§ **Exercise objective**: Reproduce the data from the line containing "locomotive -> simplified" up to and including the line containing "Outline every instance of the locomotive.", substituting "fill rule" for "ring rule" and leaving everything else unchanged. Omit the pictures from your answer.

§ **Excerpted records**:
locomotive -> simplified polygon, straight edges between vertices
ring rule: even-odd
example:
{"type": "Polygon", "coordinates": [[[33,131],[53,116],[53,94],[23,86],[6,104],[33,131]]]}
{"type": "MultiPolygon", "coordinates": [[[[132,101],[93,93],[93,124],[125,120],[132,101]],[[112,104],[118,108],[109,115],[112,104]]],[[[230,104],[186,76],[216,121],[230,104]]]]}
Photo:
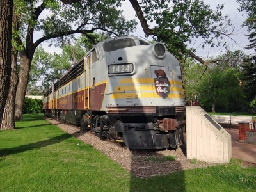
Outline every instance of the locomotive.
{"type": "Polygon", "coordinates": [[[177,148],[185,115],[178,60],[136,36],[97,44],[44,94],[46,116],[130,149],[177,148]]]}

==

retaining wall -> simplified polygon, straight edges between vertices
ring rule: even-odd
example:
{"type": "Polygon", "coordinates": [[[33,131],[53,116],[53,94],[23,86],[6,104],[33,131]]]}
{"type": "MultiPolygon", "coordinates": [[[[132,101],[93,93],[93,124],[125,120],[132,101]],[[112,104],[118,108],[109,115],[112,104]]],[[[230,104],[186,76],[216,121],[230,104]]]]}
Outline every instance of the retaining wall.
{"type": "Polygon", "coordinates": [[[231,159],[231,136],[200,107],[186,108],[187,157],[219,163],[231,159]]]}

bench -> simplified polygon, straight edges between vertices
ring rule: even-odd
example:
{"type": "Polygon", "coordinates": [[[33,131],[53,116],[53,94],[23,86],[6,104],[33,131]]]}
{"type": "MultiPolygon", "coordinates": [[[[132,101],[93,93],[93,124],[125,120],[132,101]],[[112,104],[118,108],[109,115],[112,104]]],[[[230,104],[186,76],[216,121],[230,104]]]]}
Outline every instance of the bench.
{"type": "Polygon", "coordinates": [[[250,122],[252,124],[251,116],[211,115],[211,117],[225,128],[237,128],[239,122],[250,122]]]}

---

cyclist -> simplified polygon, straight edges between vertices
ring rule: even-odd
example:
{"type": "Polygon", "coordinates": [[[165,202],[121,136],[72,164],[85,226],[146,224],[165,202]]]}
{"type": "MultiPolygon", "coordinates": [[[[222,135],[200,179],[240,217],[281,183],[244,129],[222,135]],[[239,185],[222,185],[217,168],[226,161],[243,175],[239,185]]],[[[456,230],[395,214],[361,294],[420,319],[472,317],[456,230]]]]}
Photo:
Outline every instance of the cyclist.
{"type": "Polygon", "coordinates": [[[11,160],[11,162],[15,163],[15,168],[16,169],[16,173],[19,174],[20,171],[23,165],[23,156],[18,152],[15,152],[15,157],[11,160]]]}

§ **The response**:
locomotive -> simplified polygon, straight edges between vertices
fill rule: even-odd
example:
{"type": "Polygon", "coordinates": [[[33,131],[53,116],[53,94],[23,86],[6,104],[33,131]]]}
{"type": "MultiPolygon", "coordinates": [[[[132,101],[93,93],[93,124],[125,120],[132,101]],[[112,104],[118,108],[109,115],[112,104]]],[[[230,104],[186,76],[216,121],[230,104]]]]}
Photo:
Outline every instance of the locomotive.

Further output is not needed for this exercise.